Filter the entries and keep only the lines where the string "blue" appears.

**Recorded data**:
-- Opening Marker --

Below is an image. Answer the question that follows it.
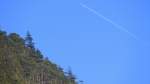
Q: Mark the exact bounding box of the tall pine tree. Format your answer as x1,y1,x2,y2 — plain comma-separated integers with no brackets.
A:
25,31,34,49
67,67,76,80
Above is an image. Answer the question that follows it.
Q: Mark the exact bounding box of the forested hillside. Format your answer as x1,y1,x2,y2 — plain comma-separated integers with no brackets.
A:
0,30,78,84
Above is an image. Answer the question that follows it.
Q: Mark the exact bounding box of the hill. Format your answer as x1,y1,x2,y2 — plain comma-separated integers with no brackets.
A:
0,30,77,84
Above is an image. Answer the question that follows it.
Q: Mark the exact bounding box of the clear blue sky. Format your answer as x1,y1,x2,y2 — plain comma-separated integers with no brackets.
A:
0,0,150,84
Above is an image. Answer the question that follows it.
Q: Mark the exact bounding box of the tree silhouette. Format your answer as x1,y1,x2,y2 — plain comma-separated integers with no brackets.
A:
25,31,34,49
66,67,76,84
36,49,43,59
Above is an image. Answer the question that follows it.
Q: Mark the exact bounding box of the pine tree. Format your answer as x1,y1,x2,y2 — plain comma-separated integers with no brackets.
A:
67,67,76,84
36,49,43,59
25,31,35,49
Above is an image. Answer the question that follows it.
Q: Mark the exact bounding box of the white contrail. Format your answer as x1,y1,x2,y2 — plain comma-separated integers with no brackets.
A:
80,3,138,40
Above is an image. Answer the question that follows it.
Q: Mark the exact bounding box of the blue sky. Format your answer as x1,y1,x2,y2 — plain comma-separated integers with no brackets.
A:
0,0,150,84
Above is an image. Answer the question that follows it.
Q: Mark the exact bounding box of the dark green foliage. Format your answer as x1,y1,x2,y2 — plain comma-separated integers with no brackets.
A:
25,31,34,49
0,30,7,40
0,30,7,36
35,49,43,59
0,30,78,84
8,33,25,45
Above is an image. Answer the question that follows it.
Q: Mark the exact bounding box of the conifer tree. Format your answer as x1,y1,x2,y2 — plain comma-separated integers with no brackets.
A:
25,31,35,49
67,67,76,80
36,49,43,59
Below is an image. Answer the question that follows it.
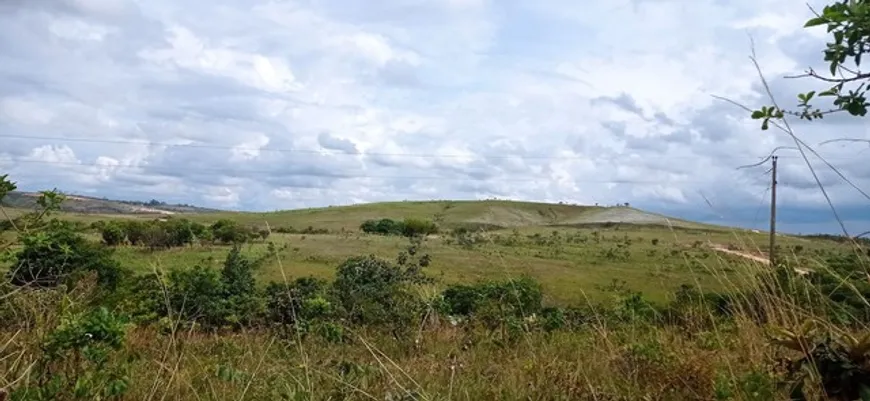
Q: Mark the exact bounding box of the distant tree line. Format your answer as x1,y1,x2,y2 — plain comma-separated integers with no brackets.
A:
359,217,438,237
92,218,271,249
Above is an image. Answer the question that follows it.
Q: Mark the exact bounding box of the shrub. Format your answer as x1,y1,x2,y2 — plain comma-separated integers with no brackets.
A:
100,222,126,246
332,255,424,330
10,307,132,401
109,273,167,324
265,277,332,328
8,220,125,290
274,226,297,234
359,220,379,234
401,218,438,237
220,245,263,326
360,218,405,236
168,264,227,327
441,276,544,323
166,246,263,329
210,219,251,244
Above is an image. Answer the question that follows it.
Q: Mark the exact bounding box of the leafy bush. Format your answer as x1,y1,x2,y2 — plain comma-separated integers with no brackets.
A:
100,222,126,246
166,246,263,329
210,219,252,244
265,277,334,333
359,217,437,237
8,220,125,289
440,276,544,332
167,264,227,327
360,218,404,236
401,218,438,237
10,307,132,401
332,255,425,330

-- Closing Marker --
-- Opening Marker --

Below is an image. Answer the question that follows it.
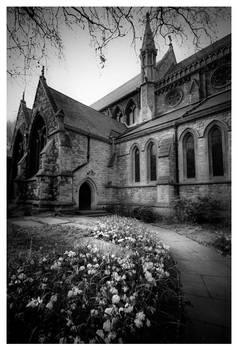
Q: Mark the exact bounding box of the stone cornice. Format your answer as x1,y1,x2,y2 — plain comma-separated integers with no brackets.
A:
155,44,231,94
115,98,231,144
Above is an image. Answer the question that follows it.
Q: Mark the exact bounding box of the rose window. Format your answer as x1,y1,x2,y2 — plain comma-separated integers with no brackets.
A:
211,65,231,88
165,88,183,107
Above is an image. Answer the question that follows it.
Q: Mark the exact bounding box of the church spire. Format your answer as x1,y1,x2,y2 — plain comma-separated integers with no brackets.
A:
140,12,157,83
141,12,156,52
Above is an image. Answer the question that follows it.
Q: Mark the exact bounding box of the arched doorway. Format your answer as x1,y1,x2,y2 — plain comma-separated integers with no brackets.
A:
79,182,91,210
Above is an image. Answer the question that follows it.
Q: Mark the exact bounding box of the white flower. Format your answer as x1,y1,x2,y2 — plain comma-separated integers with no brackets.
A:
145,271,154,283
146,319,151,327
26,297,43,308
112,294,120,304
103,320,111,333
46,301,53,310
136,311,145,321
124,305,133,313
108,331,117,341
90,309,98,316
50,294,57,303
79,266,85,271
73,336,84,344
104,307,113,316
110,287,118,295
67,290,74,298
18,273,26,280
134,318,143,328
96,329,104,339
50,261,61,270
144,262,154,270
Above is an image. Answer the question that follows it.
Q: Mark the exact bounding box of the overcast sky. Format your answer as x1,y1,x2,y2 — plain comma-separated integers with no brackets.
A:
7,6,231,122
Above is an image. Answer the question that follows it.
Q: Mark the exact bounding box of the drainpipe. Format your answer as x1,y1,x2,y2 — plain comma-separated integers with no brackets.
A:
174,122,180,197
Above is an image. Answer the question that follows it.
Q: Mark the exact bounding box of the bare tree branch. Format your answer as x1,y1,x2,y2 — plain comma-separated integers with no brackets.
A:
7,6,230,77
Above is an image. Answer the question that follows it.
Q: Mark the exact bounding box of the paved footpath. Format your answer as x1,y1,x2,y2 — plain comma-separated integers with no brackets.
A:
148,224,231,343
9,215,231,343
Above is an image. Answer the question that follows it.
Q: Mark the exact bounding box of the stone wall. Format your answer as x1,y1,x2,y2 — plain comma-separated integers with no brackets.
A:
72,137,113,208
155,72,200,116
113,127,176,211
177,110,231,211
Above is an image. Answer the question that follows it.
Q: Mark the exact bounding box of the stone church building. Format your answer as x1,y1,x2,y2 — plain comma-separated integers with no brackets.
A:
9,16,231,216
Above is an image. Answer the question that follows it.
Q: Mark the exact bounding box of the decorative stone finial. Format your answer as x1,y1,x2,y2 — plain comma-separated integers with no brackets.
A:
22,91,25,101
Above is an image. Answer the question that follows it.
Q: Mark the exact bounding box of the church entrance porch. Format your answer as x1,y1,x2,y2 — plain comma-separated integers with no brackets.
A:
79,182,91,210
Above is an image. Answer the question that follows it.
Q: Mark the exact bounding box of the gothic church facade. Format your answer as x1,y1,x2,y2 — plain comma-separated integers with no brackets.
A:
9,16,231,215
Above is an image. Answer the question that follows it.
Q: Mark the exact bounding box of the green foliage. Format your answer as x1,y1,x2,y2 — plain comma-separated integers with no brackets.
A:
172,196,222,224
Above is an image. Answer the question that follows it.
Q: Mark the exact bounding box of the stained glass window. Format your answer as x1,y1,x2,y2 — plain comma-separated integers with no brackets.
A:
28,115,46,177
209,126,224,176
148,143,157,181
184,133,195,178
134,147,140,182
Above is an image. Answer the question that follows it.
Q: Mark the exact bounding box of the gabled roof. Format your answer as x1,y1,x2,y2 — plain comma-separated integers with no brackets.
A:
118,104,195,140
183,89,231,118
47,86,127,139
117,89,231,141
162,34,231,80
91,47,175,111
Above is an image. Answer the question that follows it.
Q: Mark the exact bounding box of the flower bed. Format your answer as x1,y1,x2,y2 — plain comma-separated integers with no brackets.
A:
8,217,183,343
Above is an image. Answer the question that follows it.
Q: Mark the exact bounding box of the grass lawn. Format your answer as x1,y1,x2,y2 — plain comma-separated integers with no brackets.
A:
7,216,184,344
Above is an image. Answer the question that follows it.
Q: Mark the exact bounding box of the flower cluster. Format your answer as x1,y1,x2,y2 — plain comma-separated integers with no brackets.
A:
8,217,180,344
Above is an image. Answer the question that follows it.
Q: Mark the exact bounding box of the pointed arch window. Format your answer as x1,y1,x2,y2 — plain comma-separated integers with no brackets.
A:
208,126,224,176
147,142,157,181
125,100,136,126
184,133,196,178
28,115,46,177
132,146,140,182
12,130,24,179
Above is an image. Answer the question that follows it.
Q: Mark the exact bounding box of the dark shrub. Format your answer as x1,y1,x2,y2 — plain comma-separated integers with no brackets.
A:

-- Closing Marker --
-- Opening Marker --

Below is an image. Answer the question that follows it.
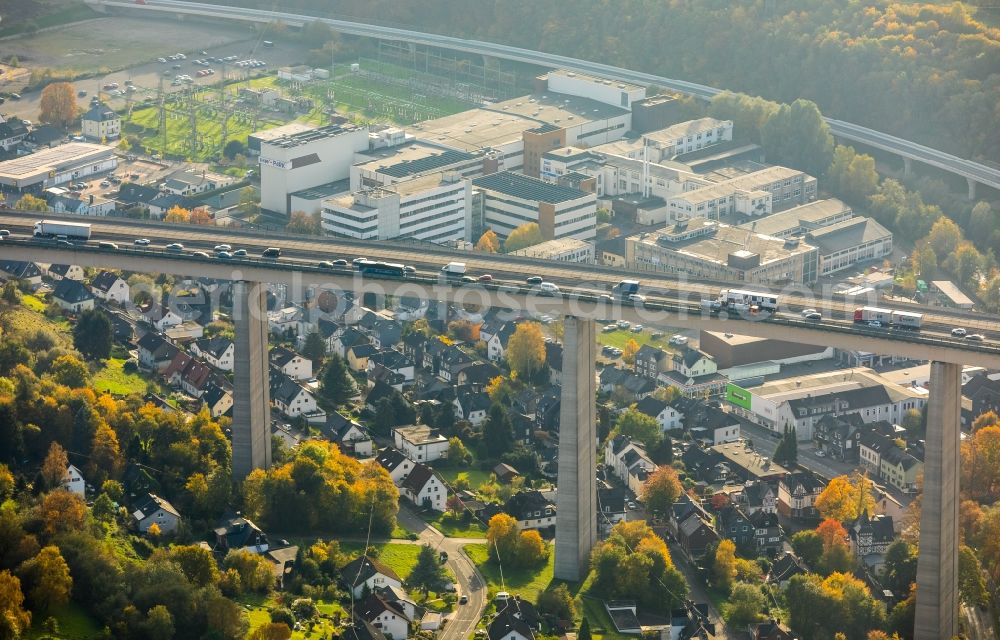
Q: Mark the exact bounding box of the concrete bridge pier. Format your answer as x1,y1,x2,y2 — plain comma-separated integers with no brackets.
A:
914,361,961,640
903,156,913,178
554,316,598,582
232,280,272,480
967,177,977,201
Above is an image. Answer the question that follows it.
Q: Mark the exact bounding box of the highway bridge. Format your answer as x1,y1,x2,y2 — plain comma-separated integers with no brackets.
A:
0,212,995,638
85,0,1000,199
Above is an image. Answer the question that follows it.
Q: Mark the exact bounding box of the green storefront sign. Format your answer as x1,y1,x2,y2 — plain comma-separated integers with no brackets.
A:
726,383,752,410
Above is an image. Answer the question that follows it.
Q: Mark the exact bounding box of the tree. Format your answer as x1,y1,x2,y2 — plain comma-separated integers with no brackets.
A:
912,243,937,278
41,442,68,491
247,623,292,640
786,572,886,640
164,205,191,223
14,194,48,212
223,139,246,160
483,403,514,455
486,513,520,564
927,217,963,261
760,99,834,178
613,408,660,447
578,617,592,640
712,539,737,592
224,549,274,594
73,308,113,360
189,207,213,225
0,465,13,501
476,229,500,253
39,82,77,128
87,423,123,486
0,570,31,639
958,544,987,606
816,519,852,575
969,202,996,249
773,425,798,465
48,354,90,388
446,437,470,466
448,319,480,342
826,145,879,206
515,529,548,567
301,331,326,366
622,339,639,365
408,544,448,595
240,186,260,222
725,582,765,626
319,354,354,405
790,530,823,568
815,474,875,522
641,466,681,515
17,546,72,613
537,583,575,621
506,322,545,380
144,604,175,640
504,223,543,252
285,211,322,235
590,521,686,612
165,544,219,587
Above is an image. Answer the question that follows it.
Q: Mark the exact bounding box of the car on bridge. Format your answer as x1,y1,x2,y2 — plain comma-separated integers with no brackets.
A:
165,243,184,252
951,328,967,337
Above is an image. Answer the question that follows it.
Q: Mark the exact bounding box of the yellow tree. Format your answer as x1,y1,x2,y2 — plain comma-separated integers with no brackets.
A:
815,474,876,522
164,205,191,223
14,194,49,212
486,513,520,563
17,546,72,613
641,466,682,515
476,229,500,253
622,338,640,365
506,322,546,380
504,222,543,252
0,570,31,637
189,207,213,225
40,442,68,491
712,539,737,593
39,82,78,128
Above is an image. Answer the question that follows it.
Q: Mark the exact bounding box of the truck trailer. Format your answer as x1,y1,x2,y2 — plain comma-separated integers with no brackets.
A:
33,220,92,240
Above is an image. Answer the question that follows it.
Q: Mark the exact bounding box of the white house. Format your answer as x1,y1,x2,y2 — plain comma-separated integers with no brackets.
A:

-- Closing Marker --

**Exercise response**:
Q: Mark the exact bounding box of the clear blue sky. Format your answer as x1,y1,x2,y2 — plain comma-separated integers with no brackets.
Q: Mark the exact bounding box of the blue sky. Format your answer as x1,y1,x2,y2 — plain comma-separated integers with no brackets.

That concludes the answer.